◆ Problem description
Print the rows below unchanged, from the first line through the line that contains "23 151 L 23".

◆ A block of data
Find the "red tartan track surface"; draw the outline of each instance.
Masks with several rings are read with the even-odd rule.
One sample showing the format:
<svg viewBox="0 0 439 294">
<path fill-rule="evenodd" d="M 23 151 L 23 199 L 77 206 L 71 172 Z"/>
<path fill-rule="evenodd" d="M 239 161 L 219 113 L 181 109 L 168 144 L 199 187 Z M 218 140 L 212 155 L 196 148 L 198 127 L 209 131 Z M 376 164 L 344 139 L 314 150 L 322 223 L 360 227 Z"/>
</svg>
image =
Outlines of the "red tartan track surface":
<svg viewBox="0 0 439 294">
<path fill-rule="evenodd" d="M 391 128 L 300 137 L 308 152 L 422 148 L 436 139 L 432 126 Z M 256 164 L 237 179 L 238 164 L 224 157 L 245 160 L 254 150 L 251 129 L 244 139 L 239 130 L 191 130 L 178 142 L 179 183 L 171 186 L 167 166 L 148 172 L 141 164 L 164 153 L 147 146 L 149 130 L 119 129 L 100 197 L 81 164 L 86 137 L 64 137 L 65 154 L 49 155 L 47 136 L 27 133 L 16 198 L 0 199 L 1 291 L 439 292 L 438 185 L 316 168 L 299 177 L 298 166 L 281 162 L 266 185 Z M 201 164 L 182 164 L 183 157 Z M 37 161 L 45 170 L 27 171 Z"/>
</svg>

◆ Right answer
Find the "red tartan track surface"; draw the outline of each instance.
Masks with several rings are read with the even-odd rule.
One sample showing the format:
<svg viewBox="0 0 439 294">
<path fill-rule="evenodd" d="M 23 151 L 23 199 L 77 206 L 71 172 Z"/>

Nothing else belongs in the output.